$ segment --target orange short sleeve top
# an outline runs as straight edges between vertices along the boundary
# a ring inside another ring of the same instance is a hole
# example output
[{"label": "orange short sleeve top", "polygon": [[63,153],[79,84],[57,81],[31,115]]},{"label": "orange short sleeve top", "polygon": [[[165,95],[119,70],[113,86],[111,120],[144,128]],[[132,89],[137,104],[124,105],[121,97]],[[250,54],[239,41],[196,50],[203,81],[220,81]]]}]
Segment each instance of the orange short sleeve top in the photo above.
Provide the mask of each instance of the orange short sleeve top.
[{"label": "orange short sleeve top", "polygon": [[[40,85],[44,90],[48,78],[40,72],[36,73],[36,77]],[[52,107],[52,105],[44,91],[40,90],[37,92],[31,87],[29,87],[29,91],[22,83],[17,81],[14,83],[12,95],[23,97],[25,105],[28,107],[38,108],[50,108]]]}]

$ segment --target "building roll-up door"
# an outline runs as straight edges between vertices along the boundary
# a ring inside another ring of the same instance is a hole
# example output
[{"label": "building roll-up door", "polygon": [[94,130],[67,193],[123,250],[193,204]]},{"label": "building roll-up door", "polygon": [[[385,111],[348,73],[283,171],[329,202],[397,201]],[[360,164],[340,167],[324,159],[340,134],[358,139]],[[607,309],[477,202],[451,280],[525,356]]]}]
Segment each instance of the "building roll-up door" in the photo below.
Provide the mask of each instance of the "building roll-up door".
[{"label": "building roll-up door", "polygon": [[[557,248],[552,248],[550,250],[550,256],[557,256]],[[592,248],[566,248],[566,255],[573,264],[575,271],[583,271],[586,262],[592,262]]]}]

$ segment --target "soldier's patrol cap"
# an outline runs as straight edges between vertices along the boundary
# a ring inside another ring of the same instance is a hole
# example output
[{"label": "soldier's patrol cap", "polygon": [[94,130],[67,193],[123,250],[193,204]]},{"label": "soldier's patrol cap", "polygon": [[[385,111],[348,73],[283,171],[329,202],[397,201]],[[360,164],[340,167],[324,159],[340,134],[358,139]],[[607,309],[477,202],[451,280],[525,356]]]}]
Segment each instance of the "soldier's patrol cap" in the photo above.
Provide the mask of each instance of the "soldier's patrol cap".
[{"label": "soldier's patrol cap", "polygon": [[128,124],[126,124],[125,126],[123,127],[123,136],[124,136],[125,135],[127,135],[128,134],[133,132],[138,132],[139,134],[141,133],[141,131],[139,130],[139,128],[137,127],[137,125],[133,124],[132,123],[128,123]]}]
*****
## [Objective]
Rewrite the stretch of rows from the beginning through the line containing "Provide the mask of each instance of the orange", swapping "short sleeve top" for "short-sleeved shirt" and keeping everything else the same.

## [Final result]
$ segment --target orange short-sleeved shirt
# an outline runs as straight edges between vertices along the boundary
# a ring inside another ring of the same instance is a hole
# example output
[{"label": "orange short-sleeved shirt", "polygon": [[63,153],[79,84],[57,81],[31,115]]},{"label": "orange short-sleeved shirt", "polygon": [[[165,95],[119,70],[113,86],[111,120],[144,128]],[[132,89],[137,104],[124,105],[121,97]],[[250,54],[239,41],[196,50],[203,81],[220,81]]]}]
Segment each instance of the orange short-sleeved shirt in the photo above.
Provide the mask of each instance of the orange short-sleeved shirt.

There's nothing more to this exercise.